Excerpt to read:
● ● ● ●

Eileen Urquieta Rojas (born 24 January 1980) is a Chilean politician who served as a member of the Chamber of Deputies of Chile.

==Biography==
She was born in El Salvador, in the Atacama Region, on 24 January 1980. She is the daughter of Alfonso Urqueta Gallardo and María Amelia Rojas Henríquez.

She studied journalism at the Bernardo O'Higgins University. She developed her professional career in the private sector. For several years she worked in the mining industry as a labor relations officer, where she gained experience in internal communications, human resources management, and organizational relations.

At the same time, she became involved in the communications and media field, carrying out independent work. In both the mining and communications sectors she performed roles related to support, advisory services, and communications liaison.

==Political career==
She is a member of the Party of the People, and serves as the party's regional president in the Coquimbo Region.

In the parliamentary elections of 16 November 2025 she ran for deputy for the 5th District of the Coquimbo Region (communes of Andacollo, Canela, Combarbalá, Coquimbo, Illapel, La Higuera, La Serena, Los Vilos, Monte Patria, Ovalle, Paihuano, Punitaqui, Río Hurtado, Salamanca, and Vicuña), representing the Party of the People coalition. She was elected with 15,660 votes, equivalent to 3.51% of the total valid votes cast.

● ● ● ●

Dataset content:
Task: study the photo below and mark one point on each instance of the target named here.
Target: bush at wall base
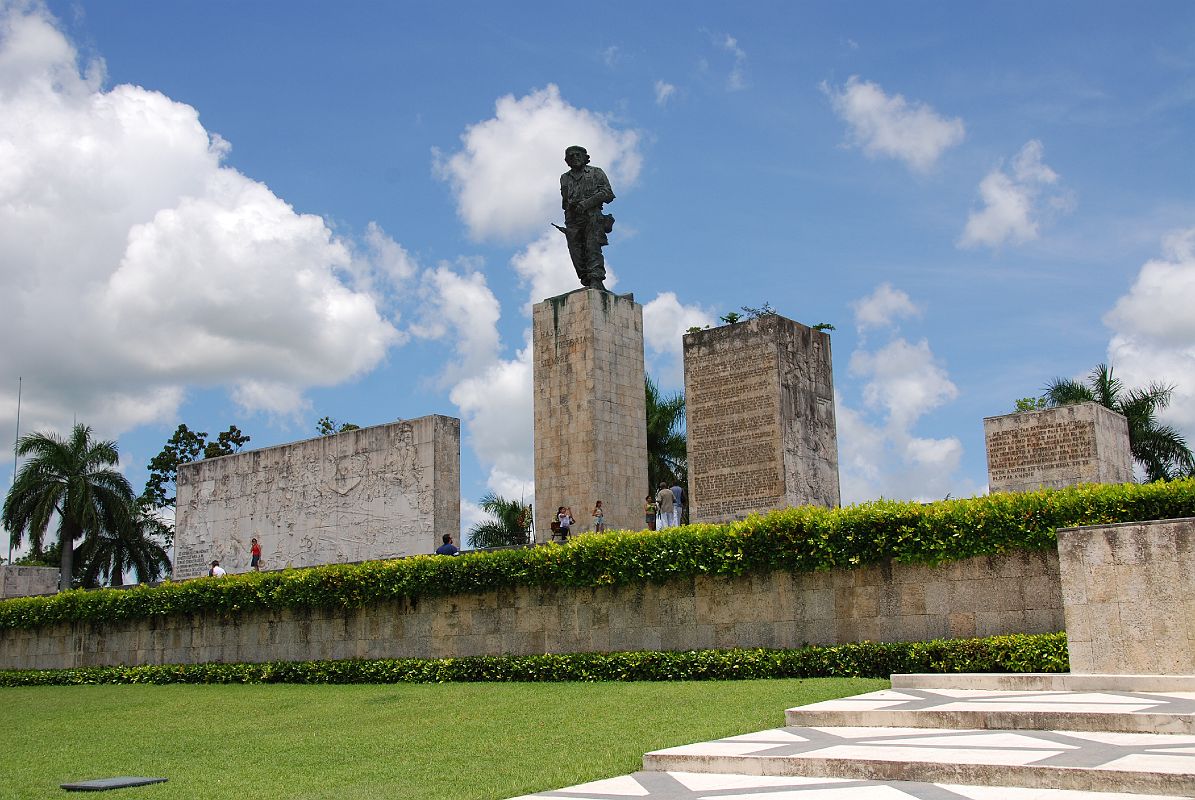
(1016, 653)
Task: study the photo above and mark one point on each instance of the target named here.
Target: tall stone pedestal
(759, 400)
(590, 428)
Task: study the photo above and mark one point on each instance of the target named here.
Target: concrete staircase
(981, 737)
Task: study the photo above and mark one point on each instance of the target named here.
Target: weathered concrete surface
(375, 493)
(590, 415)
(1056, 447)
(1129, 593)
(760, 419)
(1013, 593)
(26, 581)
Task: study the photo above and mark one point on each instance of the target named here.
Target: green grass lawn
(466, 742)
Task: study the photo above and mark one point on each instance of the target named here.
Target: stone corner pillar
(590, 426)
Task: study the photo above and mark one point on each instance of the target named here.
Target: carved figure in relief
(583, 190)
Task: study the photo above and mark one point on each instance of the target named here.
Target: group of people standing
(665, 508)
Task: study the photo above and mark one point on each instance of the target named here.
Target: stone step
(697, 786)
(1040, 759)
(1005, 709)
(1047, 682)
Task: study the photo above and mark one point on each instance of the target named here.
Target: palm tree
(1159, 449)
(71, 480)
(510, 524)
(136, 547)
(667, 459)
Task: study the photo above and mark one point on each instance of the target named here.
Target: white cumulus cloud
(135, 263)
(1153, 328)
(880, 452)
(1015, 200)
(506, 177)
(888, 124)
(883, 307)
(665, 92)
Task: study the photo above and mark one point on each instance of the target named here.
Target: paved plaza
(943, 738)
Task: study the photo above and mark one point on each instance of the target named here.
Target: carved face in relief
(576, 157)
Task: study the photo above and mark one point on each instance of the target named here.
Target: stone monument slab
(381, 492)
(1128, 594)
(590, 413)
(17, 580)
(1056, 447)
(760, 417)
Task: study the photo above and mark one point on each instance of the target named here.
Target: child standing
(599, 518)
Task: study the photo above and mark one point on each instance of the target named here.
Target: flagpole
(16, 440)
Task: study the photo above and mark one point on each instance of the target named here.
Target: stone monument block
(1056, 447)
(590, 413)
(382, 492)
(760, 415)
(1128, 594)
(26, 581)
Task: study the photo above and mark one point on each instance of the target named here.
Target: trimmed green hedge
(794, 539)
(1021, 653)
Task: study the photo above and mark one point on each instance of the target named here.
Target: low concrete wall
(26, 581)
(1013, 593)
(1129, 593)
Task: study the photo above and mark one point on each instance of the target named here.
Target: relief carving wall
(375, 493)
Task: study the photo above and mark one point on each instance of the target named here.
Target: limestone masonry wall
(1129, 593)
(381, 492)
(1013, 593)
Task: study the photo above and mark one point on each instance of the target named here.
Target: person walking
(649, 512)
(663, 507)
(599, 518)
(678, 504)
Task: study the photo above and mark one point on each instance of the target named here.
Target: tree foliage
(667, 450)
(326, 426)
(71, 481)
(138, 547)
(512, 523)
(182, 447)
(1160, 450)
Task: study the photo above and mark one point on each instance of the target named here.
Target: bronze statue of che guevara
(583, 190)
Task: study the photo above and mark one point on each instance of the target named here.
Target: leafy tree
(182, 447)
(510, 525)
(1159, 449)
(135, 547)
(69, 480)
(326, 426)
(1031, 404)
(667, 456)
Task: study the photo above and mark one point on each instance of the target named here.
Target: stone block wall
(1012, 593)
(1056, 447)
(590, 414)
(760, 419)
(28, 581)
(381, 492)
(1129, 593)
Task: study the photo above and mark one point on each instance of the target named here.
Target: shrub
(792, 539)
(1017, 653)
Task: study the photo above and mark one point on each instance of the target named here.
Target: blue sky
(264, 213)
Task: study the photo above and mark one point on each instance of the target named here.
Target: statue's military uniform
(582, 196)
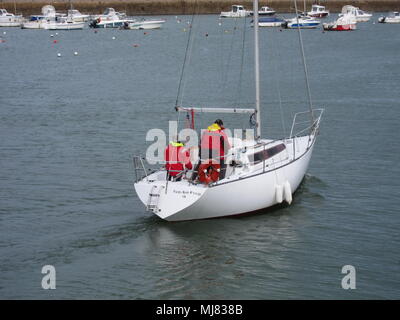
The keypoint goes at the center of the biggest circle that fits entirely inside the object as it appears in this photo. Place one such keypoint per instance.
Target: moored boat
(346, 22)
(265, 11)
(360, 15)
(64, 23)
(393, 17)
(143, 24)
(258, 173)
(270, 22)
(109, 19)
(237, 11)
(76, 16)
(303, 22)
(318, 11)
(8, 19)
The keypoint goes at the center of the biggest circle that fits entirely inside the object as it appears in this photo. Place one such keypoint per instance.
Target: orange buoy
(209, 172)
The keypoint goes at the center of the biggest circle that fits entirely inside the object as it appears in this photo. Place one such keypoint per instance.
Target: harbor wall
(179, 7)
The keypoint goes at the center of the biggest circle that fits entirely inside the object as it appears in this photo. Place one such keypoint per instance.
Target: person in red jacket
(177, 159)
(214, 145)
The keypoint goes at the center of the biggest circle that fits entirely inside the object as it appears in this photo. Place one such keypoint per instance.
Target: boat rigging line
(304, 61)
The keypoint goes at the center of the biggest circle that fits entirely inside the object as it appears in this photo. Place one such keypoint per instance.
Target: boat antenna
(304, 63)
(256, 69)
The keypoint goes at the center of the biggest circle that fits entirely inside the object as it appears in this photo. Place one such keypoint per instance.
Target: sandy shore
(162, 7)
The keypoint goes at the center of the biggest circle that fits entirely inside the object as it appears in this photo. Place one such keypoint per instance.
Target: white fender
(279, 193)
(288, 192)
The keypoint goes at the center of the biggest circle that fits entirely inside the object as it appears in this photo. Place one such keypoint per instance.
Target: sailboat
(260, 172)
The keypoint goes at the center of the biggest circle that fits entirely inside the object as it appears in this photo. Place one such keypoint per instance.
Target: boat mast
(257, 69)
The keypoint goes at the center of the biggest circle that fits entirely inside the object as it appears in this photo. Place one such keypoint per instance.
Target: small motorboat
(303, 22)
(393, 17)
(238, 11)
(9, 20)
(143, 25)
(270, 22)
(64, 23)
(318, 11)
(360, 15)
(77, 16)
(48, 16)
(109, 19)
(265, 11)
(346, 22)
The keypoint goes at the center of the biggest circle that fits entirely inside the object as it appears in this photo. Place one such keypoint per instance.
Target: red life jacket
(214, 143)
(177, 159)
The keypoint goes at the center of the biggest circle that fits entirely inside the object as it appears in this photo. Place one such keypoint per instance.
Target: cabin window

● ● ● ●

What is being asked:
Transcribe the passage on Eileen Urquieta Rojas word for word, starting at "Eileen Urquieta Rojas" and stopping after "Amelia Rojas Henríquez.".

Output:
Eileen Urquieta Rojas (born 24 January 1980) is a Chilean politician who served as a member of the Chamber of Deputies of Chile.

==Biography==
She was born in El Salvador, in the Atacama Region, on 24 January 1980. She is the daughter of Alfonso Urqueta Gallardo and María Amelia Rojas Henríquez.